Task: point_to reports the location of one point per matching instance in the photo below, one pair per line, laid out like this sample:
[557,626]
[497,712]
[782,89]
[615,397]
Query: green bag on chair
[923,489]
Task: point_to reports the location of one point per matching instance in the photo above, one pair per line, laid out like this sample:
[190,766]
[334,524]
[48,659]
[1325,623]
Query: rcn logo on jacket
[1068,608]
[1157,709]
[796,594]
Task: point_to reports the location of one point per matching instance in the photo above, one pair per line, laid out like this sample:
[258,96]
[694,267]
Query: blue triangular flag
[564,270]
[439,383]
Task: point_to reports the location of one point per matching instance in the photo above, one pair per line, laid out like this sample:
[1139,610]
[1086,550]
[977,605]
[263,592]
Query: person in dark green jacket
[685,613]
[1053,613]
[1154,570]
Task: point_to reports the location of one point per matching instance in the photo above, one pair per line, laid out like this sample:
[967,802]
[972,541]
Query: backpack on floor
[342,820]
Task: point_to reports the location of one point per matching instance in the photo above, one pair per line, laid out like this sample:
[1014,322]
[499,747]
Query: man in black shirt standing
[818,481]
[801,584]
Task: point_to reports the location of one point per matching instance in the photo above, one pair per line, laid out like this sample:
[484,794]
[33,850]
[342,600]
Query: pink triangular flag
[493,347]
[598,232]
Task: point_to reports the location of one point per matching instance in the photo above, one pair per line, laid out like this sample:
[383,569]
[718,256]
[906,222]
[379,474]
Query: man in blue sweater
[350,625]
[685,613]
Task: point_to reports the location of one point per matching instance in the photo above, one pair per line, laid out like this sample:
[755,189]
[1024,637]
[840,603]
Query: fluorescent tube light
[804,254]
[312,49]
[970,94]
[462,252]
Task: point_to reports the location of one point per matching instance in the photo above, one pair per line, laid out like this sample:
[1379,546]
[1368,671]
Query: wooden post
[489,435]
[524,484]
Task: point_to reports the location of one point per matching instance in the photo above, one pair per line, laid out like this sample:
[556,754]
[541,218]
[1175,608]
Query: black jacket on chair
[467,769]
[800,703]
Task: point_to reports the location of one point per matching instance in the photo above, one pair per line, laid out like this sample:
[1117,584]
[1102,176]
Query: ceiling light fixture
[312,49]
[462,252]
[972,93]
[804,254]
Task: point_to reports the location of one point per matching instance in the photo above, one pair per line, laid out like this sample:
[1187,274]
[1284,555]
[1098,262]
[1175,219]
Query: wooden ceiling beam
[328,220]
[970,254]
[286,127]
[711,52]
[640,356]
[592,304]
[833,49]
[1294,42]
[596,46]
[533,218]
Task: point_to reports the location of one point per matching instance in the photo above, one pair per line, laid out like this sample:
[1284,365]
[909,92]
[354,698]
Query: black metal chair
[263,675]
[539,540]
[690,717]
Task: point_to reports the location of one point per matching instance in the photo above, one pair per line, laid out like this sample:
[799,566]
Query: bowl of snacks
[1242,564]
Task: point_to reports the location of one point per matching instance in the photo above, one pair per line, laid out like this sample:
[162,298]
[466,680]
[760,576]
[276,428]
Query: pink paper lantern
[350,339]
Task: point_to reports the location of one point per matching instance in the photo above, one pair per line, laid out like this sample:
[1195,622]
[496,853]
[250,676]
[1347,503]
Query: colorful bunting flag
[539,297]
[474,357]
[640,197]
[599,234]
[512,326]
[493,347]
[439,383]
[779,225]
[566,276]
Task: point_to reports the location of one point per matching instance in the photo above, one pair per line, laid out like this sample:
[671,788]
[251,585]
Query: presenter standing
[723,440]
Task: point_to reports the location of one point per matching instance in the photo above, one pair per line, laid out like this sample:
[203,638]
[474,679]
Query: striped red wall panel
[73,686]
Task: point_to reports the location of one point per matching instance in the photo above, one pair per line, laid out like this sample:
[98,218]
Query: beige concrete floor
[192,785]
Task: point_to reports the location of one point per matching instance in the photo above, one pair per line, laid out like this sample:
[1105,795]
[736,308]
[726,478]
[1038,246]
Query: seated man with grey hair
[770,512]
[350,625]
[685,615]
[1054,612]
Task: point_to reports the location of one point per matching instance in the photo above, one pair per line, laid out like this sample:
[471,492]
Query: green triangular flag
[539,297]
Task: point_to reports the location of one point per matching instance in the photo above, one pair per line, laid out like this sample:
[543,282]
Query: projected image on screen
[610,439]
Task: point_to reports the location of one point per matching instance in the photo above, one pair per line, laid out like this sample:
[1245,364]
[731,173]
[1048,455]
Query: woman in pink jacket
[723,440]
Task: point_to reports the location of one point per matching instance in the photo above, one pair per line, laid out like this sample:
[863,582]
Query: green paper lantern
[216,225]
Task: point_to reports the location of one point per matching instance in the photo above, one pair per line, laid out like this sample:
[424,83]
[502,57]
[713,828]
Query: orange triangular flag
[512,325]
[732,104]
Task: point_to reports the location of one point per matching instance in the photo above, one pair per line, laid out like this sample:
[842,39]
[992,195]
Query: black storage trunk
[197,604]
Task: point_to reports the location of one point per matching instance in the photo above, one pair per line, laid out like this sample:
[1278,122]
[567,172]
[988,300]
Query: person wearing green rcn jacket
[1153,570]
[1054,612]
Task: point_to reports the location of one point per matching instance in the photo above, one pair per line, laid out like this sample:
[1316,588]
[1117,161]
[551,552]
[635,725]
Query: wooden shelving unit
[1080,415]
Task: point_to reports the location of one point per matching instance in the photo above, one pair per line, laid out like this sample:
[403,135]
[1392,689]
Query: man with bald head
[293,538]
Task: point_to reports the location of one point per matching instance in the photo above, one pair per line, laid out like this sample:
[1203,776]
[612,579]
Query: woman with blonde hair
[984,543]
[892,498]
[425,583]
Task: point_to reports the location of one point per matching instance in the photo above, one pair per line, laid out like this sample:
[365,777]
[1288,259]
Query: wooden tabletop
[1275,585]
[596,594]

• _Task description_: Every record should be given again without alteration.

• _Answer section_:
Task: point_to reports the location of one point per matching instance in the photo below, one pair per line, laid out like this sample:
[557,626]
[497,712]
[782,89]
[615,397]
Query: green bag on chair
[923,489]
Task: point_to reports the location of one point per matching instance in the photo above, one pair per line, laid out like this sample:
[190,766]
[334,524]
[48,659]
[1325,623]
Query: rcn logo on jacket
[1068,608]
[1157,709]
[796,594]
Task: point_to reports the location of one point per matching instance in the photo above, one pair per line, laid out like this sample:
[258,96]
[694,267]
Query: blue triangular flag
[564,270]
[439,383]
Task: point_to reports the location of one point per matching instance in the photo above, one pair per line, laid out like this sample:
[1139,610]
[1086,550]
[977,605]
[263,592]
Query: person in dark green jacket
[685,613]
[1053,613]
[1154,570]
Task: point_to reports the location of one point per matching instance in the photo above, one pair per line, laid out like this sample:
[967,802]
[972,541]
Query: backpack on floor
[342,820]
Task: point_to reports the location of one point per matching instance in the photo above, one pair per line, laid out like this sample:
[1014,322]
[499,747]
Query: man in black shirt standing
[818,481]
[801,584]
Task: point_to reports the location of one point per matching instance in the photo above, one pair per line, laid out like this sample:
[484,794]
[33,850]
[342,600]
Query: pink triangular flag
[493,347]
[598,232]
Task: point_to reports the location of one point per matching instance in the photo above, one pair per line, laid out like this sample:
[383,569]
[718,256]
[906,222]
[379,474]
Query: man in blue sweater
[350,625]
[685,613]
Task: point_to reports the location of one point per matching instance in the photo above, one pair per line, laid out like this sample:
[755,189]
[1024,637]
[840,603]
Query: fluorescent tube light
[804,254]
[312,49]
[970,94]
[462,252]
Task: point_to reports the location of one point per matching instance in the photo above, one pair per line, laid out like this sample:
[1379,546]
[1368,671]
Query: wooden post
[489,435]
[524,484]
Task: point_to reports the location of one point per matching instance in the photo above, one pair per line, laid out like this sample:
[556,754]
[541,218]
[1175,608]
Query: black jacket on chair
[467,769]
[800,703]
Task: point_to reports the location of one point per matching instance in the photo above, one pair per line, laid out like this sample:
[1117,584]
[1102,176]
Query: ceiling light fixture
[312,49]
[462,252]
[972,93]
[804,254]
Task: point_to reports the location of one point per matching instance in the photo above, one pair per line, laid out like this sample:
[1187,274]
[1284,555]
[1098,262]
[1175,219]
Query: wooden ceiling beam
[328,220]
[970,254]
[286,127]
[711,52]
[640,356]
[592,304]
[833,49]
[1294,42]
[596,46]
[533,218]
Task: point_to reports the location of one point per matching instance in the photo above, one pair per line, laid out like this sample:
[1284,365]
[909,92]
[354,698]
Query: black metal chair
[263,675]
[539,540]
[690,717]
Task: point_to reports the location of one point per matching instance in the photo above, one pair per line, laid out like this sample:
[799,566]
Query: bowl of snacks
[1242,564]
Task: point_to reports the location of one point per matching instance in the photo above, one pair per line, laid out like this sample:
[162,298]
[466,680]
[760,576]
[276,428]
Query: pink paper lantern
[350,339]
Task: point_to reports the location of one point per matching instance in the photo above, one pair per line, laid out like this sample:
[1195,622]
[496,853]
[250,676]
[1347,503]
Query: colorful bunting flag
[539,297]
[474,357]
[640,197]
[599,234]
[512,326]
[493,347]
[439,383]
[779,225]
[566,276]
Task: point_to reports the location of one point per matching instance in the photo above, one pair per line, laid out like this sample:
[671,788]
[251,585]
Query: presenter standing
[723,440]
Task: point_to reports the location of one point per matching instance in the photo above, one pair per line, laid out like this sample:
[203,638]
[474,679]
Query: striped red wall panel
[73,686]
Task: point_to reports the location of one point per matching instance in the photo above, one pair per line, laid out like this sample:
[98,218]
Query: beige concrete floor
[192,785]
Task: point_to reports the location of one point per matching instance in the photo above, one pair per line, laid out like this sample:
[1105,795]
[736,308]
[726,478]
[1038,246]
Query: seated man with grey hair
[770,512]
[350,625]
[685,615]
[1054,612]
Task: point_to reports the location of one point per matching instance in the photo above, one pair per line, laid out like this sample:
[471,492]
Query: green triangular flag
[539,297]
Task: point_to reports the location of one point per matching instance in the photo above, one pair per line, laid out like this sample:
[543,282]
Query: projected image on screen
[610,439]
Task: point_to reports the location of one point per matching instance in the photo above, one pair per line, laid out like this sample:
[1245,364]
[731,173]
[1048,455]
Query: woman in pink jacket
[723,440]
Task: point_to reports the location of one point per matching instance in the photo above, one pair per line, laid out like this sample:
[863,582]
Query: green paper lantern
[216,225]
Task: point_to reports the location of one point per matching instance in the photo above, one pair per line, laid out like this sample:
[424,83]
[502,57]
[713,828]
Query: orange triangular flag
[512,325]
[732,104]
Task: point_to reports the location of one point per matching instance in the photo above, one pair per line, laid out like this sample:
[842,39]
[992,195]
Query: black storage trunk
[197,604]
Task: point_to reports the location of one point per matching instance in the photo above, one pair per line, laid out like this sample:
[1278,122]
[567,172]
[988,300]
Query: person wearing green rcn jacket
[1153,570]
[1054,612]
Task: point_to reports the location of one point per matching instance in the photo above, one pair per line, laid out like this sample:
[1316,588]
[1117,161]
[551,552]
[635,725]
Query: wooden shelving unit
[1080,415]
Task: point_to reports the location of one point per matching instance in the photo above, one pair per line, laid out like this sample:
[403,135]
[1392,689]
Query: man with bald head
[293,538]
Task: point_to reports the location of one point per matching instance in the photo above, one pair per line, laid out like this sample:
[1203,776]
[612,579]
Query: woman with blonde hair
[984,543]
[892,498]
[425,583]
Task: point_to reports the location of one point per matching instance in the photo above, one pair per line, laid out like this sample:
[365,777]
[1288,259]
Query: wooden tabletop
[1275,585]
[596,594]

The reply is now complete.